[Stored data entries]
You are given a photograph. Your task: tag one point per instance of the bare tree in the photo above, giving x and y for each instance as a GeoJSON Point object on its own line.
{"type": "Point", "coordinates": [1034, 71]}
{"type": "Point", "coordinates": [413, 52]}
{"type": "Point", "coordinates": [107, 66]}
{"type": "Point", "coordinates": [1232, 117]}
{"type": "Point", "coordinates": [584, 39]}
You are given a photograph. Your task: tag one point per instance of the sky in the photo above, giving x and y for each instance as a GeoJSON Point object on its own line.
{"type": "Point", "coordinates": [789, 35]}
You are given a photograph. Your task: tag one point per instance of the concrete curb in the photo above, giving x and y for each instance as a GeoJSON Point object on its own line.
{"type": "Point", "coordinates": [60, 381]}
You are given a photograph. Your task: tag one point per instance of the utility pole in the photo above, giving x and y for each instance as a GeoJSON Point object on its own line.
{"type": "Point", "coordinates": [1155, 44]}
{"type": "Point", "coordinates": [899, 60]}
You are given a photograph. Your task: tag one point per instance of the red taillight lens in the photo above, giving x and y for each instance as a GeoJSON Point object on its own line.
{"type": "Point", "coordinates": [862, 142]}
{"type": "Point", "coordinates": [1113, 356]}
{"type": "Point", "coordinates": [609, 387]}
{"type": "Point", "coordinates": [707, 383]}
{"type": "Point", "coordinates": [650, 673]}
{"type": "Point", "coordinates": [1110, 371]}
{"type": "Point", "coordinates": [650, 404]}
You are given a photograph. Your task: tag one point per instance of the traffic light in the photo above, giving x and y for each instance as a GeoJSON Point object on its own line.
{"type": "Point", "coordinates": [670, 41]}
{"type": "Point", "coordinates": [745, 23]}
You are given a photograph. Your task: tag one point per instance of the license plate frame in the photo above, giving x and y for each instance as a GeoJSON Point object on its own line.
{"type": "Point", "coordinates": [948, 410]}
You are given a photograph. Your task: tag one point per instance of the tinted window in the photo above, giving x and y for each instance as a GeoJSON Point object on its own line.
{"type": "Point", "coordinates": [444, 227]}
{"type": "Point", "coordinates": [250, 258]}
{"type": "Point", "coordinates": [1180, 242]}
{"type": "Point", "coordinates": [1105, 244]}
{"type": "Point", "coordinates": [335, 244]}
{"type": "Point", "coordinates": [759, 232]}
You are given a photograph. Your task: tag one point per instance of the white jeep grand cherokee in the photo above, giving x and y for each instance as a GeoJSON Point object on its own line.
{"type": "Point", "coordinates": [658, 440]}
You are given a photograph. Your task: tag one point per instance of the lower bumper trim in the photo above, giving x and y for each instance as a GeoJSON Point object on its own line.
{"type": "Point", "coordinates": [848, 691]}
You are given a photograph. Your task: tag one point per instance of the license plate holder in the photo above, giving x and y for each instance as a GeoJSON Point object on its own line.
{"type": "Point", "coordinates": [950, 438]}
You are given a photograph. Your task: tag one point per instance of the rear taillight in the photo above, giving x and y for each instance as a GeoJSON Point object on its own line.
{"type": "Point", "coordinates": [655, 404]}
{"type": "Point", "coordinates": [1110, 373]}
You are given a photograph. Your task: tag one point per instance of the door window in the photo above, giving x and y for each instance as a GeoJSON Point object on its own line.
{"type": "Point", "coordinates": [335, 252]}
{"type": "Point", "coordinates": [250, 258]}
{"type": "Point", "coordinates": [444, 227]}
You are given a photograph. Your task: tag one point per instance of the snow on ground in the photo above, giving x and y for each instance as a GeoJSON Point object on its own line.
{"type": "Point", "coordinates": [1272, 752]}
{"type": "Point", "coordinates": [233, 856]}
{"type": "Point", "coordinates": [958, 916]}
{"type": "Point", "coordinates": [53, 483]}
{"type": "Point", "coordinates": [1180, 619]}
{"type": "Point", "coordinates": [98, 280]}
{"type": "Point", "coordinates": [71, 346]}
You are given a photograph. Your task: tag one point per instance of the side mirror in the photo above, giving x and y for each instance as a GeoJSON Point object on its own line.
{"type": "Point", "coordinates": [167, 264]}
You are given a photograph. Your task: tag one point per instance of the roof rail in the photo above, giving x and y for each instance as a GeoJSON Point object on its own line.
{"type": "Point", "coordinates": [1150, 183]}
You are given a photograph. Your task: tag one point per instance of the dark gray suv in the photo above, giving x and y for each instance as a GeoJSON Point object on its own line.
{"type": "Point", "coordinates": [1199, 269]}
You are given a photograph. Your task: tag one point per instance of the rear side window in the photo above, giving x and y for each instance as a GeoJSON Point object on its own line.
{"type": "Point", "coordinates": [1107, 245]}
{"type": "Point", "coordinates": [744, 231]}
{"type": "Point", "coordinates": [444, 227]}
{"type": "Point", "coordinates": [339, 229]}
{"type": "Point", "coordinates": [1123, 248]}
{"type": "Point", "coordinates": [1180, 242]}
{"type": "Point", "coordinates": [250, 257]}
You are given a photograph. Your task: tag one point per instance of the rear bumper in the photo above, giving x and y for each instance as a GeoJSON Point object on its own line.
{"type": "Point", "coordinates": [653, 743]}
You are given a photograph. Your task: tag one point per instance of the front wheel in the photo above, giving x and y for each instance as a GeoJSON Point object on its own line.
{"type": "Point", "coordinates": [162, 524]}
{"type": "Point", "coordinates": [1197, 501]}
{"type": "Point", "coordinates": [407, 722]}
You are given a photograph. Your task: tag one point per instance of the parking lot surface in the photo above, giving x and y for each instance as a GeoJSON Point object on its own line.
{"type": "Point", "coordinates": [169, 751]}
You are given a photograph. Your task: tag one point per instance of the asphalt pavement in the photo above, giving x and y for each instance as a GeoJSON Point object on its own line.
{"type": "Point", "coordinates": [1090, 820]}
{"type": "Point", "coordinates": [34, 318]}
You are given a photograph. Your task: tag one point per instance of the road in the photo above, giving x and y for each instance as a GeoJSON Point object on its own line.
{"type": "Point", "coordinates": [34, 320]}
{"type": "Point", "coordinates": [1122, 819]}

### Brief
Print the entries above exactly as they were written, down to the last line.

### Your solution
You are given a photograph. Your task: tag one point per instance of the bare tree in the photo above, giving x and y for each instance as a GeoJSON Point object on its own line.
{"type": "Point", "coordinates": [1034, 71]}
{"type": "Point", "coordinates": [413, 52]}
{"type": "Point", "coordinates": [107, 66]}
{"type": "Point", "coordinates": [1232, 117]}
{"type": "Point", "coordinates": [584, 39]}
You are given a photograph. Your task: tag one point per instance of the sky in the photo above, giving x and y for each instance as a GeoJSON Point object on its own line.
{"type": "Point", "coordinates": [789, 35]}
You are given a photograph. Your task: tag one point per instance of the concrete curb in the photo above, giving x and y for each instance as a GeoJSON Point object on its own line.
{"type": "Point", "coordinates": [60, 381]}
You are given a photograph. Your task: tag one point per instance of the utility pole in the photo above, giving x and y for each instance as a GeoJSON Point object on its own line.
{"type": "Point", "coordinates": [1155, 44]}
{"type": "Point", "coordinates": [899, 60]}
You are given a photograph. Your task: tag one point per instance of the red taillight lens in the photo above, giving x and y for each instance as a GeoJSON Point object on its own line.
{"type": "Point", "coordinates": [862, 142]}
{"type": "Point", "coordinates": [1113, 356]}
{"type": "Point", "coordinates": [609, 387]}
{"type": "Point", "coordinates": [707, 383]}
{"type": "Point", "coordinates": [650, 673]}
{"type": "Point", "coordinates": [1110, 371]}
{"type": "Point", "coordinates": [650, 404]}
You are given a photograph. Your task: tag one point per instance of the traffic light in the photo above, giving x and y for each instance as a GeoJSON Point object on its own line.
{"type": "Point", "coordinates": [670, 41]}
{"type": "Point", "coordinates": [745, 23]}
You are given a photograph. Your task: tag one point per instance of the license plate frame in the photo above, giving x and y for each instance as a GeoJSON Point object on its own line.
{"type": "Point", "coordinates": [948, 410]}
You are given a photograph. Your task: tag one point per instance of the tinted window in the photo above, giving x and y for each instance as a GeoJSON Point object on its own line.
{"type": "Point", "coordinates": [444, 227]}
{"type": "Point", "coordinates": [250, 258]}
{"type": "Point", "coordinates": [1180, 242]}
{"type": "Point", "coordinates": [1105, 244]}
{"type": "Point", "coordinates": [335, 244]}
{"type": "Point", "coordinates": [759, 232]}
You are given a photograph. Your task: tag one point per instance of the white jeep grand cherokee in the photo above, giving x and y for each instance as a GeoJSON Point object on its own line.
{"type": "Point", "coordinates": [658, 440]}
You are given a photograph. Your task: tag one point per instance of the lower bumper trim in the photo above, giving x and y for each instance as a GeoJSON Point object on its own line.
{"type": "Point", "coordinates": [848, 691]}
You are given a photograph. Your task: tag one point per instance of the license plate holder in the photo above, giving x and y for each instance as a GeoJSON Point object on its own line.
{"type": "Point", "coordinates": [950, 438]}
You are given a photograph. Your task: tag one point per instance of the rear taillight in the photo above, giving x and y for each instance as a GeoJSON Point object on its own line.
{"type": "Point", "coordinates": [655, 404]}
{"type": "Point", "coordinates": [1110, 373]}
You are given a photograph. Your task: tag one point per instance of the door window in the photo above, giving x and y for each instance as a GeoJSON Point object on its own line.
{"type": "Point", "coordinates": [335, 252]}
{"type": "Point", "coordinates": [250, 258]}
{"type": "Point", "coordinates": [444, 227]}
You are given a photograph. Your task: tag one point per instance of the snow on ground in the photo above, giving x and y for each instance as a GeoJSON Point object on its own line.
{"type": "Point", "coordinates": [1272, 752]}
{"type": "Point", "coordinates": [233, 856]}
{"type": "Point", "coordinates": [958, 916]}
{"type": "Point", "coordinates": [53, 483]}
{"type": "Point", "coordinates": [1180, 619]}
{"type": "Point", "coordinates": [98, 280]}
{"type": "Point", "coordinates": [71, 346]}
You are given a photograph. Your task: tag one point per instance of the side mirror in the photo above, giving x and y for each instance as a GeoJSON Point object on its own line.
{"type": "Point", "coordinates": [167, 264]}
You are given a photograph. Your task: tag one point per instance of the roof rail in the photo above, giving x and y for each instance as a GeoJSON Point object on its own line.
{"type": "Point", "coordinates": [1150, 183]}
You are given a photograph. Your task: tag one point per instance of the dark gray suv in the photo above, giving x and y for each instance as a GeoJSON Point object on its own line.
{"type": "Point", "coordinates": [1199, 269]}
You are given a photograph. Your task: tag one point per instance of the rear side window in the photo above, giving x and y for each instance as a GeoJSON Point object on its own line.
{"type": "Point", "coordinates": [1107, 245]}
{"type": "Point", "coordinates": [744, 231]}
{"type": "Point", "coordinates": [444, 227]}
{"type": "Point", "coordinates": [339, 229]}
{"type": "Point", "coordinates": [1123, 248]}
{"type": "Point", "coordinates": [1180, 242]}
{"type": "Point", "coordinates": [250, 257]}
You are given a photograph. Your task: tag one point per instance of the rear bumper in the photo above, giving x and y for each instance as a GeoJSON Point object on its own line.
{"type": "Point", "coordinates": [653, 743]}
You are given a photograph. Your task: tag one point per instance of the front wheel in the photo above, giving x and y for each instance as a GeoJSON Point object on its own line.
{"type": "Point", "coordinates": [162, 524]}
{"type": "Point", "coordinates": [1197, 501]}
{"type": "Point", "coordinates": [407, 722]}
You are given a photograph. Your task: tag one point per instance of the parking lot surface in the photo above, giving x and y for each instance as a GeoJSON Point object on its own line.
{"type": "Point", "coordinates": [169, 751]}
You are given a photograph. Your task: tag one point per instance of the asphalt pavement in the photo above, giving x and y for each instance as a GeoJSON Point object on its own line.
{"type": "Point", "coordinates": [1090, 820]}
{"type": "Point", "coordinates": [34, 318]}
You are given a photograph. Your task: tag one point per instance of the road in the photo above, giving x and y for each instance as a GeoJSON Point object on its own line.
{"type": "Point", "coordinates": [34, 320]}
{"type": "Point", "coordinates": [1122, 819]}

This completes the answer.